→ **AIM**
Return each line of the listing below that contains the word "flower", copying every one unchanged.

→ **DATA TO PROCESS**
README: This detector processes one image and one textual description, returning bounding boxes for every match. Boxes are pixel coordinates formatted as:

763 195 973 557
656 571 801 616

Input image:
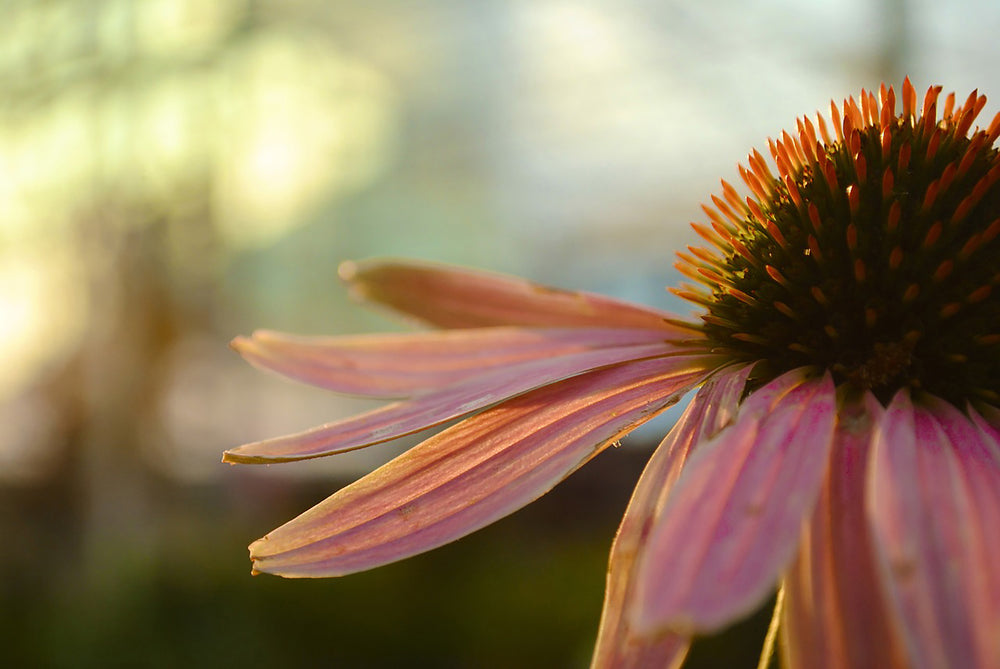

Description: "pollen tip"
337 260 358 283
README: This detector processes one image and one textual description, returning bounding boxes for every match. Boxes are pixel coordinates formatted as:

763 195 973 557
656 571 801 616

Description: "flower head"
225 80 1000 668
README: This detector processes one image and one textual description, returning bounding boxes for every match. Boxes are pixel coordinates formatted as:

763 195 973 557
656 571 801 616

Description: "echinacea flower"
225 80 1000 668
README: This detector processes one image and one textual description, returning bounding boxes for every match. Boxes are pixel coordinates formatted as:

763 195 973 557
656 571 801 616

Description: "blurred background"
0 0 1000 667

→ **WRITTEN ANSWER**
Description: "flower head"
Description: "echinacea flower"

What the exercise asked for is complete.